▶ **Problem description**:
In the article on Groningen gas, why did Jan de Jong criticize former minister Henk Kamp? Answer in one to three sentences.

▶ **Selected text**:
Groningen gas: former mining director says gas firms taken more seriously than supervisor

Photo: Depositphotos

The economic affairs minister took gas companies more seriously than government safety supervisors, according to evidence at the six-week enquiry into what has gone wrong in Groningen.

This week the enquiry restarted into how decades of gas extraction caused ever more earthquakes and damage for local people, and why compensation schemes have failed so badly. It will run until October 14.

Jan de Jong, former inspector general of mining at the SodM supervisor, criticised former minister Henk Kamp for failing to take its urgent advice to reduce gas extraction in 2013, reports NOS.

▶ **Given information**:
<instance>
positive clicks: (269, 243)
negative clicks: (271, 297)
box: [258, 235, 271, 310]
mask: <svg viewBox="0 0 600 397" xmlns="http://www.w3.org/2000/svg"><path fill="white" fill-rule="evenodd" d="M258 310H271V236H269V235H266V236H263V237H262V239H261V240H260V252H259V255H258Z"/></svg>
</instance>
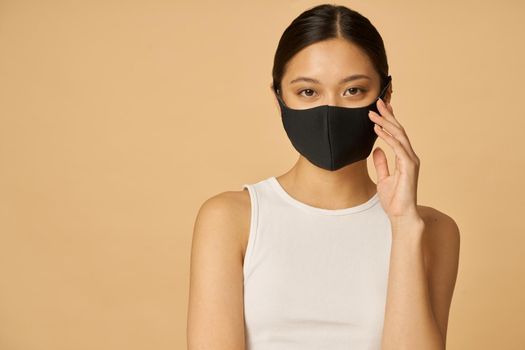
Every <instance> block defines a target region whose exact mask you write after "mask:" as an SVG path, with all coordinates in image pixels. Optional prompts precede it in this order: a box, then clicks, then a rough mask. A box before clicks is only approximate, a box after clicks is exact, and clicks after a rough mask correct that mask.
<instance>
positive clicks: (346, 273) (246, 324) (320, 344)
mask: <svg viewBox="0 0 525 350" xmlns="http://www.w3.org/2000/svg"><path fill="white" fill-rule="evenodd" d="M244 188H247V189H248V191H249V194H250V200H251V203H252V205H251V221H250V232H249V238H248V244H247V248H246V254H245V257H244V266H243V273H244V322H245V336H246V350H310V349H311V350H320V349H330V350H339V349H341V350H343V349H345V350H349V349H353V350H379V349H380V347H381V336H382V331H383V320H384V312H385V305H386V289H387V283H388V270H389V262H390V248H391V236H392V235H391V226H390V220H389V219H388V216H387V214H386V213H385V211H384V210H383V207H382V206H381V202H380V201H379V197H378V194H377V193H376V194H375V195H374V196H373V197H372V198H370V199H369V200H368V201H367V202H365V203H362V204H359V205H357V206H354V207H350V208H344V209H335V210H333V209H324V208H316V207H313V206H310V205H308V204H306V203H303V202H300V201H298V200H297V199H295V198H293V197H292V196H291V195H289V194H288V193H287V192H286V191H285V190H284V188H283V187H282V186H281V185H280V183H279V181H278V180H277V179H276V178H275V177H274V176H272V177H269V178H267V179H265V180H262V181H260V182H257V183H255V184H244V185H243V189H244Z"/></svg>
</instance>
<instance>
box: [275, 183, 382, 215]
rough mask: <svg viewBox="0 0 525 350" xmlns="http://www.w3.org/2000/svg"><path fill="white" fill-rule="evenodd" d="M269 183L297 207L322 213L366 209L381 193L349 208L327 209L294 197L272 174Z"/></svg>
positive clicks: (346, 211) (318, 213) (342, 214)
mask: <svg viewBox="0 0 525 350" xmlns="http://www.w3.org/2000/svg"><path fill="white" fill-rule="evenodd" d="M268 181H269V183H270V184H271V186H272V187H273V188H274V189H275V191H276V192H277V193H278V194H279V195H280V196H281V197H282V198H283V199H284V200H285V201H287V202H288V203H290V204H292V205H293V206H295V207H298V208H301V209H303V210H306V211H308V212H311V213H314V214H322V215H346V214H353V213H358V212H361V211H363V210H366V209H368V208H370V207H372V206H373V205H374V204H376V203H377V202H379V194H378V192H376V193H375V194H374V195H373V196H372V197H370V199H368V200H367V201H366V202H364V203H361V204H358V205H355V206H353V207H348V208H341V209H326V208H319V207H314V206H311V205H309V204H306V203H303V202H301V201H299V200H298V199H295V198H294V197H292V196H291V195H290V194H289V193H288V192H286V190H285V189H284V188H283V187H282V186H281V184H280V183H279V181H278V180H277V178H276V177H275V176H271V177H269V178H268Z"/></svg>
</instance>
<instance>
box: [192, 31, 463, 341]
mask: <svg viewBox="0 0 525 350" xmlns="http://www.w3.org/2000/svg"><path fill="white" fill-rule="evenodd" d="M354 74H363V75H366V76H368V77H369V79H366V78H360V79H357V80H353V81H349V82H346V83H343V84H340V83H339V82H340V80H341V79H342V78H345V77H347V76H349V75H354ZM298 77H309V78H314V79H316V80H318V81H319V82H318V83H313V82H311V81H299V82H296V83H290V81H292V80H294V79H297V78H298ZM281 84H282V97H283V100H284V101H285V103H286V104H287V105H288V106H289V107H292V108H297V109H302V108H311V107H315V106H318V105H323V104H330V105H337V106H345V107H360V106H366V105H368V104H370V103H371V102H372V101H374V99H375V98H376V97H377V96H378V94H379V92H380V91H379V75H378V73H377V72H376V71H375V69H374V67H373V65H372V63H371V61H370V60H369V59H368V57H367V56H366V54H365V53H364V52H363V51H362V50H361V49H360V48H359V47H357V46H355V45H354V44H352V43H350V42H348V41H346V40H344V39H341V38H337V39H332V40H326V41H323V42H319V43H315V44H313V45H310V46H308V47H307V48H305V49H303V50H301V51H300V52H299V53H297V54H296V55H295V56H294V57H293V58H292V59H291V60H290V61H289V62H288V64H287V69H286V72H285V74H284V76H283V79H282V82H281ZM359 89H363V90H366V91H363V90H359ZM272 91H273V90H272ZM391 95H392V88H391V87H390V88H389V90H388V91H387V93H386V95H385V102H386V104H383V103H382V101H379V102H378V104H377V106H378V110H379V112H380V114H381V116H377V115H375V116H374V115H371V116H370V118H371V120H372V121H374V122H375V123H376V124H378V125H379V126H376V127H375V130H376V133H377V134H378V137H380V138H382V139H383V140H384V141H385V142H386V143H387V144H388V145H389V147H391V149H392V151H393V152H394V154H395V155H396V161H395V169H393V170H392V171H391V170H390V169H389V166H388V164H387V159H386V156H385V153H384V151H383V150H382V149H381V148H379V147H377V148H376V149H375V150H374V151H373V152H372V157H373V162H374V166H375V168H376V173H377V174H378V179H377V183H375V182H374V181H372V179H371V178H370V176H369V174H368V169H367V163H366V159H365V160H362V161H358V162H355V163H352V164H350V165H348V166H346V167H343V168H341V169H339V170H336V171H328V170H325V169H322V168H318V167H316V166H315V165H313V164H311V163H310V162H309V161H308V160H307V159H305V158H304V157H302V156H301V155H299V158H298V160H297V162H296V163H295V164H294V166H293V167H292V168H291V169H290V170H288V171H287V172H286V173H284V174H282V175H280V176H277V180H278V181H279V182H280V183H281V185H282V187H283V188H284V189H285V190H286V191H287V192H288V193H289V194H290V195H291V196H292V197H294V198H296V199H298V200H299V201H301V202H304V203H306V204H309V205H311V206H315V207H319V208H326V209H340V208H347V207H351V206H356V205H358V204H361V203H363V202H366V201H367V200H368V199H370V198H371V197H372V196H373V195H374V194H375V193H376V192H379V197H380V201H381V204H382V206H383V208H384V209H385V212H386V213H387V214H388V217H389V219H390V221H391V224H392V250H391V260H390V273H389V281H388V290H387V301H386V309H385V323H384V327H383V328H384V330H383V338H382V349H383V350H388V349H427V350H432V349H445V344H446V333H447V323H448V315H449V310H450V305H451V300H452V295H453V290H454V286H455V281H456V276H457V271H458V261H459V229H458V226H457V225H456V223H455V221H454V220H453V219H452V218H451V217H450V216H448V215H446V214H445V213H442V212H440V211H438V210H437V209H434V208H431V207H428V206H422V205H418V204H417V179H418V173H419V167H420V160H419V158H418V157H417V155H416V154H415V152H414V151H413V149H412V146H411V144H410V142H409V139H408V136H407V134H406V131H405V130H404V128H403V127H402V125H401V124H400V122H399V120H398V119H397V118H396V117H395V116H394V113H393V108H392V106H391V105H390V104H389V102H390V99H391ZM275 104H276V108H277V109H278V108H279V106H278V103H277V100H275ZM249 228H250V198H249V194H248V192H247V191H246V190H243V191H226V192H222V193H219V194H217V195H215V196H213V197H211V198H209V199H207V200H206V201H205V202H204V203H203V205H202V206H201V208H200V209H199V212H198V214H197V218H196V221H195V227H194V233H193V242H192V253H191V272H190V297H189V308H188V323H187V337H188V349H190V350H194V349H199V350H203V349H214V350H220V349H230V350H231V349H237V350H241V349H245V342H244V323H243V322H244V314H243V274H242V267H243V265H242V264H243V259H244V253H245V251H246V246H247V242H248V238H249Z"/></svg>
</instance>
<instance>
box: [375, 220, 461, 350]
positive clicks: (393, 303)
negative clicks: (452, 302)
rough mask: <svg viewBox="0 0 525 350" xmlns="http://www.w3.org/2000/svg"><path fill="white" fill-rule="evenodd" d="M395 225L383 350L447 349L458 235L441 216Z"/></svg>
mask: <svg viewBox="0 0 525 350" xmlns="http://www.w3.org/2000/svg"><path fill="white" fill-rule="evenodd" d="M442 216H443V217H441V218H440V219H439V220H437V219H436V220H435V221H439V222H437V223H434V222H430V223H428V224H425V221H423V219H420V220H419V219H414V221H405V222H393V223H392V231H393V235H392V236H393V240H392V248H391V257H390V273H389V281H388V293H387V301H386V310H385V323H384V328H383V339H382V350H390V349H395V350H398V349H425V350H434V349H435V350H443V349H445V348H446V346H445V345H446V329H447V321H448V313H449V308H450V302H451V298H452V292H453V289H454V284H455V280H456V275H457V266H458V259H459V231H458V228H457V225H456V224H455V222H454V221H453V220H452V219H450V218H449V220H446V219H447V218H448V217H446V216H444V215H442Z"/></svg>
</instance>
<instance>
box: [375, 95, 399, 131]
mask: <svg viewBox="0 0 525 350" xmlns="http://www.w3.org/2000/svg"><path fill="white" fill-rule="evenodd" d="M376 105H377V110H378V111H379V113H380V114H381V115H382V116H383V117H384V118H385V119H386V120H388V121H389V122H391V123H392V124H394V125H396V126H397V127H398V128H402V126H401V124H400V123H399V121H398V120H397V119H396V117H395V116H394V112H393V109H392V108H391V109H388V108H387V107H386V105H385V102H384V101H383V100H382V99H381V98H379V99H378V100H377V103H376Z"/></svg>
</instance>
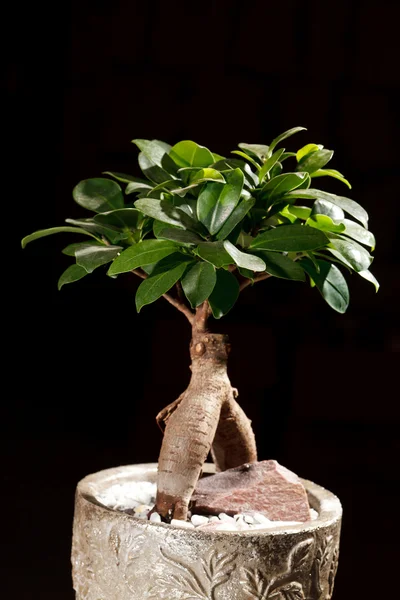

▶ **Exercise output**:
Jan de Jong, former inspector general of mining at the SodM supervisor, criticized Henk Kamp for not taking SodM's urgent advice in 2013 to reduce gas extraction. This supports the evidence at the enquiry that the economic affairs minister took the gas companies more seriously than the government safety supervisors.